Assigned task:
Duplicate the passage on the 60th Battalion word for word, beginning at the words "- World War II: South-West" and ending after "Thomas Christoph Layh.".
━━━━━ Given text
In 1927, territorial titles were introduced and the 60th Battalion went through a number of name changes: firstly the "Brunswick Carlton Infantry Regiment", the "Jika Jika Regiment" and finally "The Heidelberg Regiment". At this time it adopted the motto "Celer Et Audax", meaning "Swift and Bold". In 1930, following the suspension of the compulsory training scheme by the newly elected Scullin Labor government and the establishment of the all-volunteer Militia scheme, a combination of a lack of volunteers and economic austerity measures following the Great Depression resulted in the battalion being amalgamated with the 57th Battalion, to become the 57th/60th Battalion (Merri/Heidelberg Regiment). They would remain linked for the next 16 years, seeing action in World War II in the South West Pacific in the New Guinea and Bougainville campaigns during 1943–45, before finally being disbanded on 30 March 1946. After the war, the 60th Battalion was not re-raised, although in 1961, it was awarded 10 battle honours for World War II, which it bore for the 57th/60th Battalion.

==Battle honours==
The 60th Battalion received the following battle honours:
- World War I: Somme 1916-18, Bullecourt, Ypres 1917, Menin Road, Polygon Wood, Poelcappelle, Passchendaele, Ancre 1918, Villers-Bretonneux, Amiens, Albert 1918, Mont St Quentin, Hindenburg Line, France and Flanders 1916–18, and Egypt 1916.
- World War II: South-West Pacific 1943–45, Liberation of Australian New Guinea, Bogadjim, Mobiai River, Commando Road, Finisterres, Hongorai River, Hari River, Ogorata River, and Mivo Ford.

==Commanding officers==
During World War I, the following officers served as commanding officer of the 60th Battalion:

- Lieutenant Colonel John Woodhouse Barnett Field;
- Lieutenant Colonel Alfred Jackson;
- Lieutenant Colonel Harry Mcleod Duigan;
- Lieutenant Colonel Charles Stewart Davies;
- Lieutenant Colonel Norman Marshall; and
- Lieutenant Colonel Herbert Thomas Christoph Layh.
━━━━━━━━━━
━━━━━ Extracted records
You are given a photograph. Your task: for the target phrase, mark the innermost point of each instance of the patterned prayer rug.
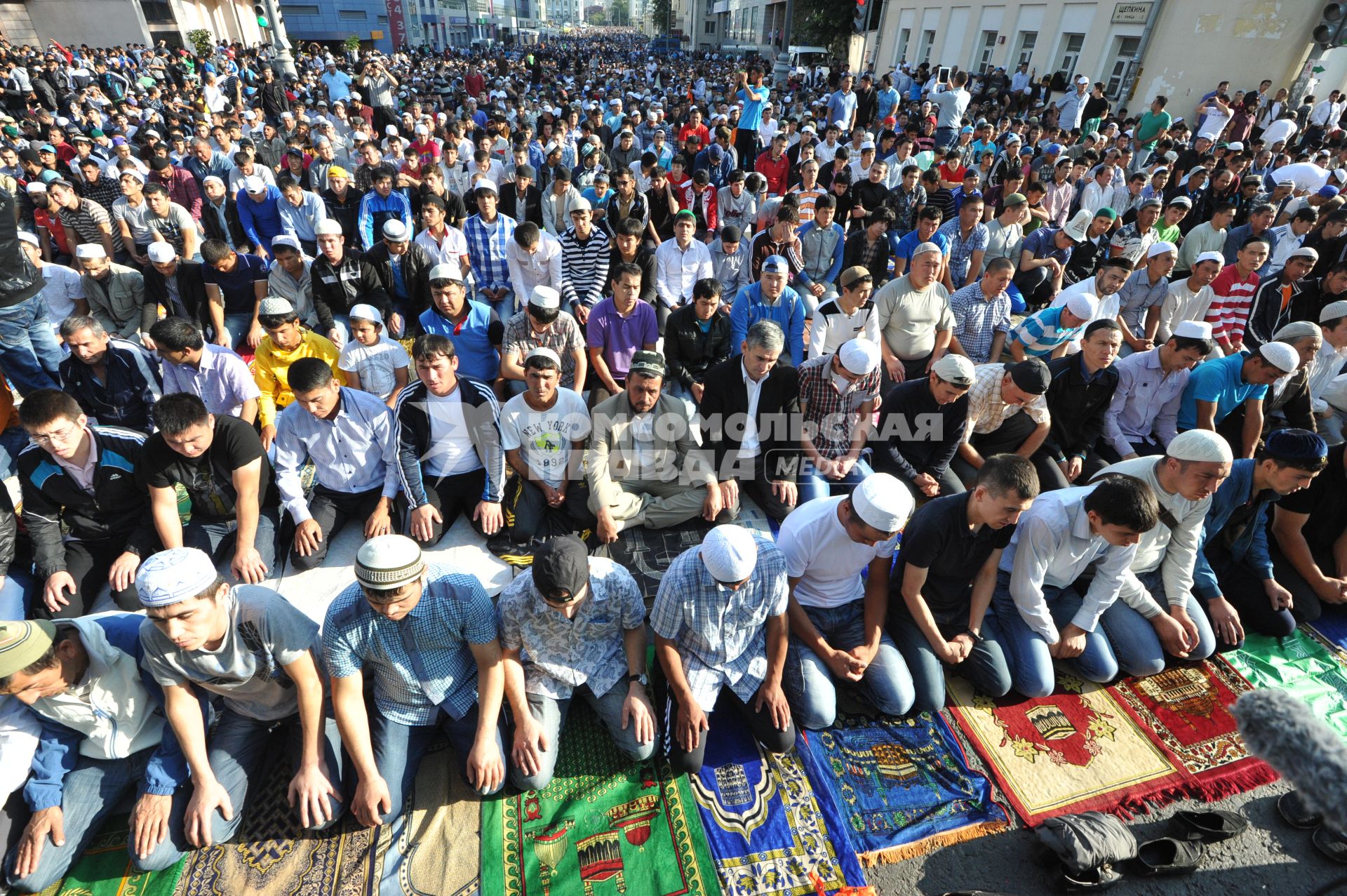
(1304, 664)
(603, 827)
(434, 846)
(272, 856)
(104, 869)
(1186, 709)
(904, 786)
(771, 820)
(1075, 751)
━━━━━━━━━━
Answer section:
- World War II: South-West Pacific 1943–45, Liberation of Australian New Guinea, Bogadjim, Mobiai River, Commando Road, Finisterres, Hongorai River, Hari River, Ogorata River, and Mivo Ford.

==Commanding officers==
During World War I, the following officers served as commanding officer of the 60th Battalion:

- Lieutenant Colonel John Woodhouse Barnett Field;
- Lieutenant Colonel Alfred Jackson;
- Lieutenant Colonel Harry Mcleod Duigan;
- Lieutenant Colonel Charles Stewart Davies;
- Lieutenant Colonel Norman Marshall; and
- Lieutenant Colonel Herbert Thomas Christoph Layh.